Dans cet article de « Valeurs actuelles », il est fait référence à un des avis du Conseil Français du Culte Musulman (CFCM) où il est rappelé que les malades qui décèdent des suites d’une pandémie sont élevés au rang de « martyr ».
Pour préserver la vie du personnel funéraire et soignant, le CFCM avait demandé dans cet Avis la suspension de la toilette mortuaire des défunts en conformité avec les principes et les fondements de la religion musulmane.
Le terme « martyr » est la traduction choisie pour le mot arabe « chahid » dont la racine vient du verbe « Chahida » qui veut dire témoigner. En effet, ce terme qui vient du grec ancien « màrtus » qui veut dire témoin, a pris une place importante dans la terminologie de la foi chrétienne et dans de nombreuses traditions religieuses et convictions philosophiques. Dans la tradition musulmane, « chahid » est synonyme de témoin pour une cause juste et noble allant jusqu’au sacrifice ultime pour sauver la vie des autres.

**VOS TÂCHES**
1. Traduisez en anglais cette phrase du texte choisi : « Le terme « martyr » est la traduction choisie pour le mot arabe « chahid » dont la racine vient du verbe « Chahida » qui veut dire témoigner. »
2. Recopiez tel quel le passage du texte choisi qui s'ouvre sur les mots « Pour préserver la » et se ferme sur « vie des autres. ».

Entrées de données recueillies:
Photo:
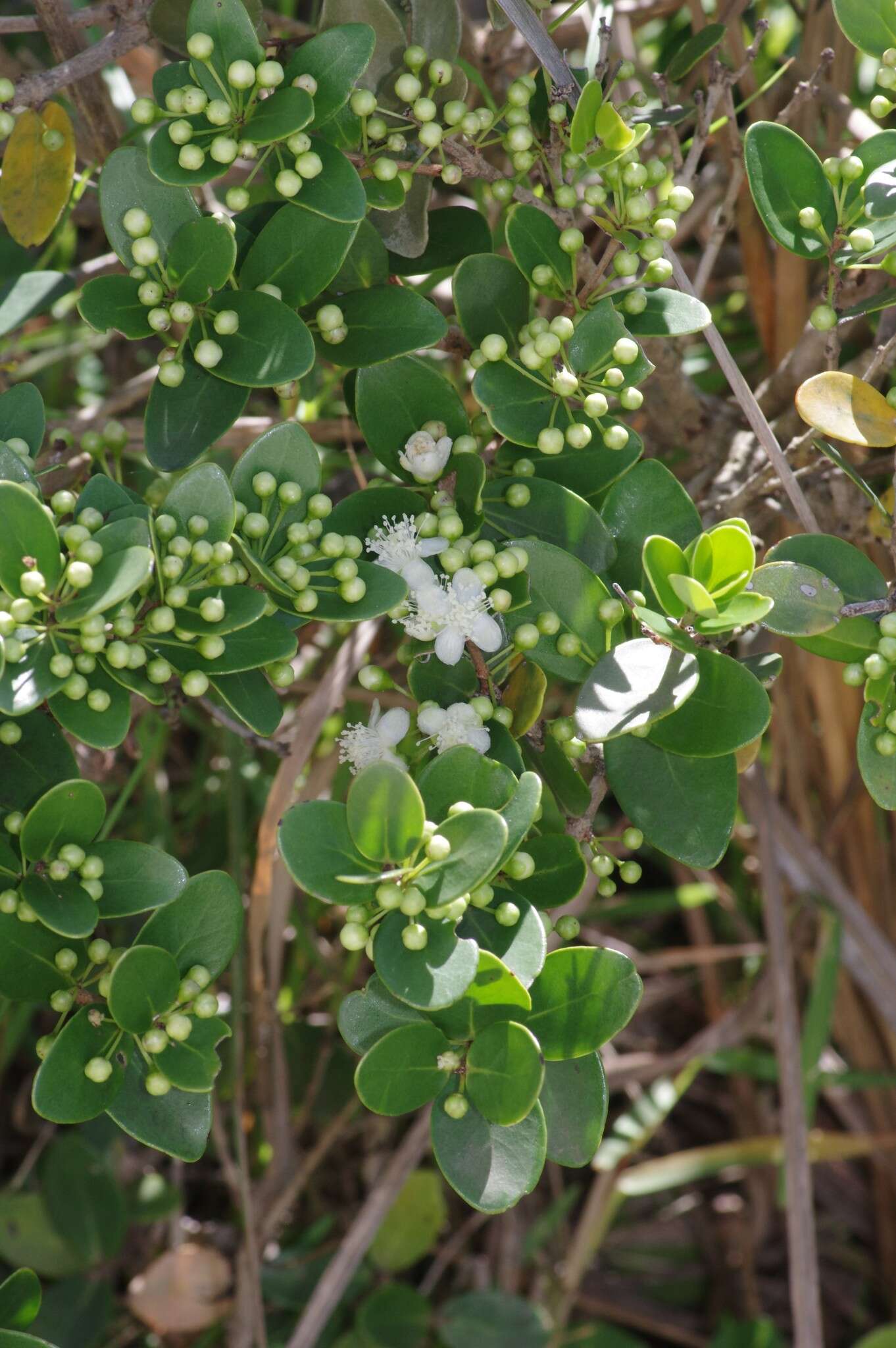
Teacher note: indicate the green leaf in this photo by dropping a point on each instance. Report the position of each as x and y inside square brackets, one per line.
[492, 1318]
[100, 729]
[566, 586]
[559, 871]
[412, 1224]
[581, 999]
[870, 24]
[126, 181]
[646, 500]
[574, 1099]
[64, 906]
[728, 710]
[401, 1072]
[22, 415]
[479, 839]
[27, 968]
[201, 257]
[26, 532]
[520, 948]
[785, 176]
[394, 1316]
[112, 302]
[336, 59]
[366, 1017]
[634, 685]
[317, 847]
[279, 117]
[203, 925]
[230, 26]
[426, 979]
[684, 805]
[182, 423]
[693, 51]
[491, 1166]
[455, 234]
[395, 400]
[193, 1064]
[61, 1091]
[72, 812]
[29, 1237]
[384, 323]
[491, 296]
[668, 313]
[39, 761]
[145, 986]
[136, 878]
[505, 1072]
[19, 1299]
[806, 602]
[298, 251]
[177, 1124]
[271, 346]
[464, 774]
[384, 813]
[84, 1199]
[554, 515]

**RÉPONSES FOURNIES**
1. The term "martyr" is the translation chosen for the Arabic word "chahid," whose root comes from the verb "Chahida," which means to bear witness.

2.
Pour préserver la vie du personnel funéraire et soignant, le CFCM avait demandé dans cet Avis la suspension de la toilette mortuaire des défunts en conformité avec les principes et les fondements de la religion musulmane.
Le terme « martyr » est la traduction choisie pour le mot arabe « chahid » dont la racine vient du verbe « Chahida » qui veut dire témoigner. En effet, ce terme qui vient du grec ancien « màrtus » qui veut dire témoin, a pris une place importante dans la terminologie de la foi chrétienne et dans de nombreuses traditions religieuses et convictions philosophiques. Dans la tradition musulmane, « chahid » est synonyme de témoin pour une cause juste et noble allant jusqu’au sacrifice ultime pour sauver la vie des autres.